## Job
Your output must consist solely of the lines from the one containing "Please drop a marker on the sunlight" through the end of the records, reproduced exactly.

Raw records
....

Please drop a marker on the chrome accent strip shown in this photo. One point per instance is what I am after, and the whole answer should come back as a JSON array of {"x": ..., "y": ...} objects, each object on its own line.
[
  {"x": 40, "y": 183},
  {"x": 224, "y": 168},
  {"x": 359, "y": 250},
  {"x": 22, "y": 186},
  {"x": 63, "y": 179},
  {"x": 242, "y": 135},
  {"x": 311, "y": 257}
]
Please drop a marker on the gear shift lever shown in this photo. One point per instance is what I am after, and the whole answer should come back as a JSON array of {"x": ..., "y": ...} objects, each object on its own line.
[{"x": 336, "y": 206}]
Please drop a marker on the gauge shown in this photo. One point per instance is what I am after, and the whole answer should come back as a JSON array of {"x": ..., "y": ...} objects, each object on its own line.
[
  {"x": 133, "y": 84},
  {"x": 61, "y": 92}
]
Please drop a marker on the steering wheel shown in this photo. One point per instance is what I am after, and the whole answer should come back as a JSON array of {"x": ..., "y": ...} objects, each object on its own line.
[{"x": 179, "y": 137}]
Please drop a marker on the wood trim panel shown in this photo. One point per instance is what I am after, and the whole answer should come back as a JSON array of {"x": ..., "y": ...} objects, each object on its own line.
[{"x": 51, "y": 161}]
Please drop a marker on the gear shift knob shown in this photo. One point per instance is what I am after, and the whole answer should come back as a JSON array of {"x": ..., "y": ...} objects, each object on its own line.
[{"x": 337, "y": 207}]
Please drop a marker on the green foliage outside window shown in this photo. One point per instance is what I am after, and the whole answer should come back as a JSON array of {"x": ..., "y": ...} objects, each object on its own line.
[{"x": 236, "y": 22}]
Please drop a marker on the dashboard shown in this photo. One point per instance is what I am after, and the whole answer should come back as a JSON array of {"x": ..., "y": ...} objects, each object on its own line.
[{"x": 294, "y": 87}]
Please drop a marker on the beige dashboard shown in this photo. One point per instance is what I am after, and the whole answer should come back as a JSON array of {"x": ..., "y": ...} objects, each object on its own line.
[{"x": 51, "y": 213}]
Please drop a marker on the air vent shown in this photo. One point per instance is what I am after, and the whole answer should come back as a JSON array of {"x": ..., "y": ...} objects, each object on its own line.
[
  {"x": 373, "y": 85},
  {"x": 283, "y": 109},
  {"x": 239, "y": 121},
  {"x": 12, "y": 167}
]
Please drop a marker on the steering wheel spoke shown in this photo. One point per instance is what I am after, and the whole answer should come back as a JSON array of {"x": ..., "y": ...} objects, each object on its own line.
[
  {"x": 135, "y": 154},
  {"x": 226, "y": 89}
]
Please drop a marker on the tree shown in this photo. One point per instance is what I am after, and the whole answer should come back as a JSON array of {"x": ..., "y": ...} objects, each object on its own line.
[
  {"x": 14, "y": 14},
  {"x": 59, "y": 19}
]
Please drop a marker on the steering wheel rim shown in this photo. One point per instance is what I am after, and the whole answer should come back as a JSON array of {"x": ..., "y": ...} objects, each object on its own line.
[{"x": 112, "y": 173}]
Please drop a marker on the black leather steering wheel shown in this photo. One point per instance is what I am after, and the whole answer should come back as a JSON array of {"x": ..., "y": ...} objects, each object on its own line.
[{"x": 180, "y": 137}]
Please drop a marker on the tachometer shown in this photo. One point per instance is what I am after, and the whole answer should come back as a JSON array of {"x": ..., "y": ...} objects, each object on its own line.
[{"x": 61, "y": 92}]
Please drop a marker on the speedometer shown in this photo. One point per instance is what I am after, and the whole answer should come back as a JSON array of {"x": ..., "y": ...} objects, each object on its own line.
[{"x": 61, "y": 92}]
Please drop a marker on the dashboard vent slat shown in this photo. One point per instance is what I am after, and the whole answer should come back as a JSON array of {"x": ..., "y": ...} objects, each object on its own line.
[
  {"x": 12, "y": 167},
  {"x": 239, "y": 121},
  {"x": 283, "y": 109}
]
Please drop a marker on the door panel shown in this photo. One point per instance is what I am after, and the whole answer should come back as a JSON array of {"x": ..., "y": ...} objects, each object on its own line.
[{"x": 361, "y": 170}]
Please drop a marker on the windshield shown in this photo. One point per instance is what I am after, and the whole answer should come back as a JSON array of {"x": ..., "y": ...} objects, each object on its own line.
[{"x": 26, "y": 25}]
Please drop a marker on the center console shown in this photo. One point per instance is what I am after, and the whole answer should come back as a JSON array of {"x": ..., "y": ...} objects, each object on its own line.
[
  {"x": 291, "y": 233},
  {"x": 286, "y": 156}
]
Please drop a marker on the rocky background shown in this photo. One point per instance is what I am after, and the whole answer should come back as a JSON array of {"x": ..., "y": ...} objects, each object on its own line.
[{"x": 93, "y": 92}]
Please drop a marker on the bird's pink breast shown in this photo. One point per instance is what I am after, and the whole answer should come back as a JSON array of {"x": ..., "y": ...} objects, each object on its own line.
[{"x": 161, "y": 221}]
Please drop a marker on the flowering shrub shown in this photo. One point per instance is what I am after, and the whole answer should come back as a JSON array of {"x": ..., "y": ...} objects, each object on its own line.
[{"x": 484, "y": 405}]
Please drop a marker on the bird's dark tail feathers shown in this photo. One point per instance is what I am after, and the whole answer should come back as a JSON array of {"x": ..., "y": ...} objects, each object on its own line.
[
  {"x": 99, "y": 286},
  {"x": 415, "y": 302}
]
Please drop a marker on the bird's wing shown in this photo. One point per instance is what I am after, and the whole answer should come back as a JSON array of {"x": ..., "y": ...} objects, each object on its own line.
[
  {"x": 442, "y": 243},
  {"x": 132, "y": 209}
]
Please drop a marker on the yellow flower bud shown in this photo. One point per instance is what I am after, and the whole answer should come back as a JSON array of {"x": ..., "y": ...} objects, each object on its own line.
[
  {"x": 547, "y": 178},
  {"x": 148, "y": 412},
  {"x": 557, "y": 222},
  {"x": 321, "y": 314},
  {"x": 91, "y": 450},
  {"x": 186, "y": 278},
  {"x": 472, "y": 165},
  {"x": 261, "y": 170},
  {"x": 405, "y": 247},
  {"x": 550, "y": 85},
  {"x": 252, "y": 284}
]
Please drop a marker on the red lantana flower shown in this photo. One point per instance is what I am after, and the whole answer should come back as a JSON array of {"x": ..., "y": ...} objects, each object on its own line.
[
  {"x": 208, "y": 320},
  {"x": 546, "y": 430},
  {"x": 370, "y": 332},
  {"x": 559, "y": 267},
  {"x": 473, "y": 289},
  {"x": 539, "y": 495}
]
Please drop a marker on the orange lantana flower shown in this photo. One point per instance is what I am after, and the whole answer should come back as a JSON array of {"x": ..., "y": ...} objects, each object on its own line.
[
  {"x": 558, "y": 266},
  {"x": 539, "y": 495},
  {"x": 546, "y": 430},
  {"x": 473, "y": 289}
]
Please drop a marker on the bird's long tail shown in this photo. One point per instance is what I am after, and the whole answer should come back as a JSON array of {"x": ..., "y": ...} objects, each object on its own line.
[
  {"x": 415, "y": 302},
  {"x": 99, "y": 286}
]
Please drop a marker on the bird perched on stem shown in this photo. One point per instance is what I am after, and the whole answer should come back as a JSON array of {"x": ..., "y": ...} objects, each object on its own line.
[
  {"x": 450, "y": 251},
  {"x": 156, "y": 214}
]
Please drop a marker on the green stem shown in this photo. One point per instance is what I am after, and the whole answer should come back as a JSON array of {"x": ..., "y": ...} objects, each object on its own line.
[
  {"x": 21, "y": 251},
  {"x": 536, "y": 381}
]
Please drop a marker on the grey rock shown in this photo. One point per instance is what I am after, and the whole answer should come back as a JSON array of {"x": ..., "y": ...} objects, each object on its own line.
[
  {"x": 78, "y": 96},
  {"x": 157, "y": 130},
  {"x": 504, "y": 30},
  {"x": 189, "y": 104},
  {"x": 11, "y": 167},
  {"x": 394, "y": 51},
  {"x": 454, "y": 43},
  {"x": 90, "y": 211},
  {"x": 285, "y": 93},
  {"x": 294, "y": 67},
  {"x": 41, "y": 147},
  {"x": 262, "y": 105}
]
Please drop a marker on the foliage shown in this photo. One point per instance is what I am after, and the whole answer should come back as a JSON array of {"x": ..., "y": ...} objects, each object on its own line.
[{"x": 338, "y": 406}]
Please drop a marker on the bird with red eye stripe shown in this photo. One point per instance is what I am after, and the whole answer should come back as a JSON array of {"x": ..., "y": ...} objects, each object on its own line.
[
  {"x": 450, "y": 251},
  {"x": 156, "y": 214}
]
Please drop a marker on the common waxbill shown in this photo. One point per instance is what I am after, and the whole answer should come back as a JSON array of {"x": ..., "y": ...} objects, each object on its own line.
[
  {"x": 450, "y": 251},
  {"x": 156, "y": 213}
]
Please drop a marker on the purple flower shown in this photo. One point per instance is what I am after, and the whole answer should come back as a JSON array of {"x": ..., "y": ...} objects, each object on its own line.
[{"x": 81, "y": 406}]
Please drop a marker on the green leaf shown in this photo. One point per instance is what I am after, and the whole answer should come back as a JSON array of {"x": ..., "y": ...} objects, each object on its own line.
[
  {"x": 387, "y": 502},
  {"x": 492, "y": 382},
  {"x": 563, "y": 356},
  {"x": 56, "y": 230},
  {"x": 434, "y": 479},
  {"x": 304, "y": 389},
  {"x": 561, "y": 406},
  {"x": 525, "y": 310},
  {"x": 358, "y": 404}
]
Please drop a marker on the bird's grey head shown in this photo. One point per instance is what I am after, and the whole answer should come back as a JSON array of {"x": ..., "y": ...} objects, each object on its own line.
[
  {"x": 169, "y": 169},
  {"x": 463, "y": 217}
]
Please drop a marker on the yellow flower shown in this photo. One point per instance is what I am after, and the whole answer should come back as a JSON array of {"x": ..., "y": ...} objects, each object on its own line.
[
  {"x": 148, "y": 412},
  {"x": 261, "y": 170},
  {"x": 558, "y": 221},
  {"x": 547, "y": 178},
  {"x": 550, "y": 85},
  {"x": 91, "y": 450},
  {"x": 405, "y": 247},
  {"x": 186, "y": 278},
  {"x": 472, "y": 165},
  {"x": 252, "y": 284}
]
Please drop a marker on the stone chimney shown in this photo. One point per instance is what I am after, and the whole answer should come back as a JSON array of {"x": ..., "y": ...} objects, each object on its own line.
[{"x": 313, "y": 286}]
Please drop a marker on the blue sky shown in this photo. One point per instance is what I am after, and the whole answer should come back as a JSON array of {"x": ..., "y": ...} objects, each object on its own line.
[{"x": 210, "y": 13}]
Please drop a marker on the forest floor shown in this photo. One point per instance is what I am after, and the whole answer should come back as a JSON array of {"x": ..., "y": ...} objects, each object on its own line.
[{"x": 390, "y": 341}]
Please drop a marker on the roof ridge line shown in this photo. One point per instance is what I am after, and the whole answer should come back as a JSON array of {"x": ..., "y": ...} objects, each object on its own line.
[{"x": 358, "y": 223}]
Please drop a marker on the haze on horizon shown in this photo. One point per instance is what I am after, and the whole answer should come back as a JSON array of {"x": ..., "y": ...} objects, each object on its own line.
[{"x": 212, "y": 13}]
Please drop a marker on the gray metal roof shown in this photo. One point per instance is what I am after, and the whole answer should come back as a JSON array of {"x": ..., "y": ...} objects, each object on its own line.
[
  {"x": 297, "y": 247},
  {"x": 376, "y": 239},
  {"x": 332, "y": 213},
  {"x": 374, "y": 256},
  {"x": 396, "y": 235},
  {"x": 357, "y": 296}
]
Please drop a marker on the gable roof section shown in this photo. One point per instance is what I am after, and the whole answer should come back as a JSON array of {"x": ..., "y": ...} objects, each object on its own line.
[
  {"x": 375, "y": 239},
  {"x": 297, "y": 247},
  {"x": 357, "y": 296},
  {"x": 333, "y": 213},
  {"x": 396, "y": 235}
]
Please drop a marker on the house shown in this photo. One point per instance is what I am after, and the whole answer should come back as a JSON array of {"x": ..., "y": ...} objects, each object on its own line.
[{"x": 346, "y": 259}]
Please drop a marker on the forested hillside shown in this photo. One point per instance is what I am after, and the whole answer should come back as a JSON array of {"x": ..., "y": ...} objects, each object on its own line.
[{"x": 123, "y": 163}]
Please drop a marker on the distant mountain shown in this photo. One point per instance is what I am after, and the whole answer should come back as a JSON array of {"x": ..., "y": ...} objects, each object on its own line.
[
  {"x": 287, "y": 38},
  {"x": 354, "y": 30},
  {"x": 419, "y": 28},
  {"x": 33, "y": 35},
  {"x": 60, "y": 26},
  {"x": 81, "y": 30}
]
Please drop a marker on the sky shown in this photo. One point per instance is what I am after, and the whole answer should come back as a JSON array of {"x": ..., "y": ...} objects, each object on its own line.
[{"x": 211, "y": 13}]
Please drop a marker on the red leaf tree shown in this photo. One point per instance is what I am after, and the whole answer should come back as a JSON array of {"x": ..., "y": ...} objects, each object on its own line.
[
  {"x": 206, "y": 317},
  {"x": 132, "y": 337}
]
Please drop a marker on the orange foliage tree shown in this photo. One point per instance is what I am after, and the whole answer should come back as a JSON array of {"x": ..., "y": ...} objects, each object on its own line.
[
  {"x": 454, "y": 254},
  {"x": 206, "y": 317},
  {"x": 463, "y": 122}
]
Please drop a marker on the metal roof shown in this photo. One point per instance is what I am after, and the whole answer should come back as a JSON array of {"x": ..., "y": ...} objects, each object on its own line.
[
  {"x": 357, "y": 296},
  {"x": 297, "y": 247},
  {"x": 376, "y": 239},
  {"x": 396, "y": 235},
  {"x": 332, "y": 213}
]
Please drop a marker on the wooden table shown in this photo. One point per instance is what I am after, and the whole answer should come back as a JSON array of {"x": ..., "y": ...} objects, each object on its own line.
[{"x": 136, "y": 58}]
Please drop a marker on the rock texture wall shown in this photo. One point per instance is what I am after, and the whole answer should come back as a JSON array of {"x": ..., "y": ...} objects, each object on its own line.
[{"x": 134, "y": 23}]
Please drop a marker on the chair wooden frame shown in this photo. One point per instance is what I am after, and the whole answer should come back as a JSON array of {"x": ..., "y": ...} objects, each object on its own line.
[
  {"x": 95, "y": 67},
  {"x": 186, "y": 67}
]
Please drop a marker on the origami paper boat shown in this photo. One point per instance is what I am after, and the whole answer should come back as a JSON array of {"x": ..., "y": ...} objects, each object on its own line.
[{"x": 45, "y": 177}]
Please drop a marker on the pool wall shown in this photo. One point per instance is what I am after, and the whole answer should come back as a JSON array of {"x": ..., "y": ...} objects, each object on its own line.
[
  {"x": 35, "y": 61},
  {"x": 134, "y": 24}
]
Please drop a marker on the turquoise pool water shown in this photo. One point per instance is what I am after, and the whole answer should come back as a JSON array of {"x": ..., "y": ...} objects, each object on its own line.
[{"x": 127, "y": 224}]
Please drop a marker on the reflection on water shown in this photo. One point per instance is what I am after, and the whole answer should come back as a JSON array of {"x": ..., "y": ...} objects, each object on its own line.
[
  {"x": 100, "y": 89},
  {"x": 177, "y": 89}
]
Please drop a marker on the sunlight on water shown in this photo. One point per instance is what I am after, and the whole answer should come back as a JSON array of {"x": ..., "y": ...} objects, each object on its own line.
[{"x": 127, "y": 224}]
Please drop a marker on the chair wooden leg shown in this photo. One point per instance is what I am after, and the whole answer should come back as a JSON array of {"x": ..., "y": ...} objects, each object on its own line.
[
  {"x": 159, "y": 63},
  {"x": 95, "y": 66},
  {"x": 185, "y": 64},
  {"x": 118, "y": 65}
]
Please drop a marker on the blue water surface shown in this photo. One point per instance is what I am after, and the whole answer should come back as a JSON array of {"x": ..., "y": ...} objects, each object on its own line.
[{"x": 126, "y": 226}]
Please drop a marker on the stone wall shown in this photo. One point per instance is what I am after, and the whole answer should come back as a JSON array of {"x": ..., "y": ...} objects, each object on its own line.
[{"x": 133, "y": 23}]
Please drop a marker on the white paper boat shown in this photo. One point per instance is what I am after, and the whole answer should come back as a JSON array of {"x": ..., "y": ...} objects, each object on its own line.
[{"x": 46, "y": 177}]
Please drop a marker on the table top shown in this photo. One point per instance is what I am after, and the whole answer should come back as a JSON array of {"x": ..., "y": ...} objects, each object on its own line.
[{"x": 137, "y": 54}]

....

## Result of the exercise
Please drop a marker on the sunlight on water shown in this photo. One point per instance is what I am after, and the whole answer should come back as a JSON array of {"x": ..., "y": ...} objects, each object on its own line.
[{"x": 127, "y": 224}]
Please drop a marker on the chair wooden leg shown in this photo. One point per instance is what I am after, and the whole answer should come back as a JSON array of {"x": ..., "y": ...} objects, each object on its own line.
[
  {"x": 159, "y": 63},
  {"x": 95, "y": 66},
  {"x": 185, "y": 64},
  {"x": 118, "y": 65}
]
Please drop a marker on the blue water surface shown in this photo. One point per instance is what I am after, and the whole answer should come back as a JSON array of {"x": ..., "y": ...} objects, each object on its own line.
[{"x": 126, "y": 226}]
Please drop a marker on the stone wall shown in this photo. One point per instance is what I am after, and the whole answer should come back as a JSON array of {"x": ..., "y": ...} objects, each object on its own line.
[{"x": 133, "y": 23}]
Please drop a marker on the white paper boat shown in this photo. One point per instance is what I am after, and the whole answer should come back as a JSON array of {"x": ..., "y": ...} objects, each object on its own line.
[{"x": 46, "y": 177}]
Please drop a marker on the table top shown in this photo. One point per instance is what I am after, and the whole answer should come back as a JSON array of {"x": ..., "y": ...} objects, each object on its own line.
[{"x": 137, "y": 54}]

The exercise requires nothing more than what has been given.